Extracted information —

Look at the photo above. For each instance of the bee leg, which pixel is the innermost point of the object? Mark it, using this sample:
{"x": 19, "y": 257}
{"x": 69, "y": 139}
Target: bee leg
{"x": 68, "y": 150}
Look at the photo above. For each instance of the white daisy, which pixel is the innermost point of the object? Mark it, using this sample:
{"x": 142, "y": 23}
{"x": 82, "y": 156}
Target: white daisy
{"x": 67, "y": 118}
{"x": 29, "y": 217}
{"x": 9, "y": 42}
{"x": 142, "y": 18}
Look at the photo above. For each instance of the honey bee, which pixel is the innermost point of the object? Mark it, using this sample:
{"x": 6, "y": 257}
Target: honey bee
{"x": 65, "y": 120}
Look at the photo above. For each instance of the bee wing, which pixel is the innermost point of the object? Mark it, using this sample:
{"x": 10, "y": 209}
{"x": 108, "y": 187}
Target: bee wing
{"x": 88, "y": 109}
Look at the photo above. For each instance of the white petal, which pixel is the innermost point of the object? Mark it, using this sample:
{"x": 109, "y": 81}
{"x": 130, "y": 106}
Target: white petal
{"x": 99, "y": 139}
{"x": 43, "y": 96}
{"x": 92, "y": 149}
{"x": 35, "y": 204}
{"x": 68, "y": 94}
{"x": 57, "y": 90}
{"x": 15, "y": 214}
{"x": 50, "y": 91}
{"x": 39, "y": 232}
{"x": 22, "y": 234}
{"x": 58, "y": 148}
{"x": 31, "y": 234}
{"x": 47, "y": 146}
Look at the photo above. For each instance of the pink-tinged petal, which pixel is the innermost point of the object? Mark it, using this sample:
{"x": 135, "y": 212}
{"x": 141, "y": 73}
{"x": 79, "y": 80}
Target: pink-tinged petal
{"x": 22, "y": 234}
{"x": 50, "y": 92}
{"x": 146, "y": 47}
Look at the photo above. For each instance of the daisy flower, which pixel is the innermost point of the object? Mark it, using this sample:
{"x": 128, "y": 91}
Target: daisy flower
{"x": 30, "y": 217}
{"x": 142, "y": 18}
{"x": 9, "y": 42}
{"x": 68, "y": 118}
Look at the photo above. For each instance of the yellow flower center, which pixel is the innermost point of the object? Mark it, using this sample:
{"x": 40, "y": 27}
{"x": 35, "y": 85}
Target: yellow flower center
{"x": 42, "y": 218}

What the task asks —
In every item above, switch "innermost" to "central" and leave everything else unchanged.

Solution to this exercise —
Look at the photo above. For each instance of the bee leg, which pixel is the central point of the object? Mark it, using this sample:
{"x": 19, "y": 257}
{"x": 69, "y": 139}
Target: bee leg
{"x": 68, "y": 150}
Look at the photo above. For each instance of the white daisy, which pixel is the central point of the object? Mark it, using this sample:
{"x": 142, "y": 23}
{"x": 82, "y": 156}
Target: white daisy
{"x": 67, "y": 118}
{"x": 29, "y": 217}
{"x": 9, "y": 42}
{"x": 142, "y": 18}
Look at the photo above. For each instance of the honey bee, which pixel is the central point of the object? Mark it, using this sample:
{"x": 6, "y": 257}
Target: honey bee
{"x": 65, "y": 120}
Look at the photo above. For each instance of the bee wing, which pixel is the central point of the object? Mark it, using this sample:
{"x": 10, "y": 209}
{"x": 108, "y": 187}
Target: bee wing
{"x": 88, "y": 109}
Look at the photo above. For each instance of the white petal, which pixel is the central point of the object? Mark it, using this sample:
{"x": 109, "y": 81}
{"x": 130, "y": 106}
Target: white petal
{"x": 99, "y": 139}
{"x": 43, "y": 96}
{"x": 92, "y": 149}
{"x": 35, "y": 204}
{"x": 68, "y": 94}
{"x": 57, "y": 90}
{"x": 15, "y": 214}
{"x": 50, "y": 91}
{"x": 39, "y": 232}
{"x": 22, "y": 234}
{"x": 58, "y": 148}
{"x": 31, "y": 234}
{"x": 47, "y": 146}
Look at the photo above. For each instance of the pink-tinged petal, which pixel is the central point of the object? Mark it, using this sample:
{"x": 135, "y": 212}
{"x": 141, "y": 73}
{"x": 79, "y": 80}
Target: pink-tinged petal
{"x": 22, "y": 234}
{"x": 50, "y": 92}
{"x": 146, "y": 47}
Look at the photo above. For each instance of the daisy flower, which pixel is the central point of the object? Mark it, using this sample:
{"x": 128, "y": 91}
Target: daisy flower
{"x": 30, "y": 217}
{"x": 142, "y": 18}
{"x": 9, "y": 42}
{"x": 68, "y": 118}
Look at the photo above. For each instance of the yellow flower center, which pixel is the central point of the object? Mark it, using this sample:
{"x": 40, "y": 27}
{"x": 35, "y": 85}
Target: yellow flower center
{"x": 42, "y": 218}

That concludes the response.